EXERCISE BRIEF
Reproduce the following material verbatim, omitting the pictures.

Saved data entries

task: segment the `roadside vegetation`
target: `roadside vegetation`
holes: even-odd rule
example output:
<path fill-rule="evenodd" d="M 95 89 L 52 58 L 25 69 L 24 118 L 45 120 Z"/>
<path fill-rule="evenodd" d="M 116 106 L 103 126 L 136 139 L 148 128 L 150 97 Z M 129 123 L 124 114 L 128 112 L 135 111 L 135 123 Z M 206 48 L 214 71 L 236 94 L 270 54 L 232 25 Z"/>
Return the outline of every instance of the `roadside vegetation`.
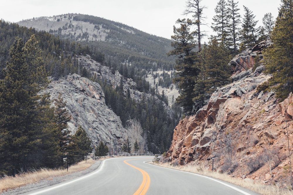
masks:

RESULT OF THIS EXERCISE
task: segment the `roadside vegetation`
target: `roadside vegetation`
holes: even-odd rule
example output:
<path fill-rule="evenodd" d="M 95 89 L 52 58 L 25 69 L 24 118 L 45 120 Z"/>
<path fill-rule="evenodd" d="M 116 106 L 103 126 L 136 139 L 148 128 L 150 97 Z M 129 123 L 124 114 L 128 112 L 135 111 L 135 123 Z M 206 48 L 214 71 L 236 94 L 270 54 L 232 25 Z"/>
Return the outline of every instance of the `roadside vegetation`.
masks:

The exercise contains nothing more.